- Work instruction: Could you retype the entries exactly as they are?

[Collected data]
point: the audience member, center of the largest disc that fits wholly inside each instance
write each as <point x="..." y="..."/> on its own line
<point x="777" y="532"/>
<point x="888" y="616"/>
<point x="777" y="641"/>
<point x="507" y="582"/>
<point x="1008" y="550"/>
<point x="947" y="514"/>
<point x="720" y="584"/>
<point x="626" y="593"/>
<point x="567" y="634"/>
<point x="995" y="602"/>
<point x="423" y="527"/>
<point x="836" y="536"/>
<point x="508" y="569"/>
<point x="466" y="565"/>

- Solution to this exercise:
point: the audience member, center of the largest disc that fits wholly inside each instance
write each as <point x="..." y="..."/> on its own line
<point x="777" y="532"/>
<point x="888" y="616"/>
<point x="777" y="641"/>
<point x="507" y="582"/>
<point x="1008" y="550"/>
<point x="947" y="514"/>
<point x="720" y="584"/>
<point x="626" y="593"/>
<point x="567" y="634"/>
<point x="995" y="602"/>
<point x="423" y="527"/>
<point x="836" y="536"/>
<point x="508" y="569"/>
<point x="466" y="565"/>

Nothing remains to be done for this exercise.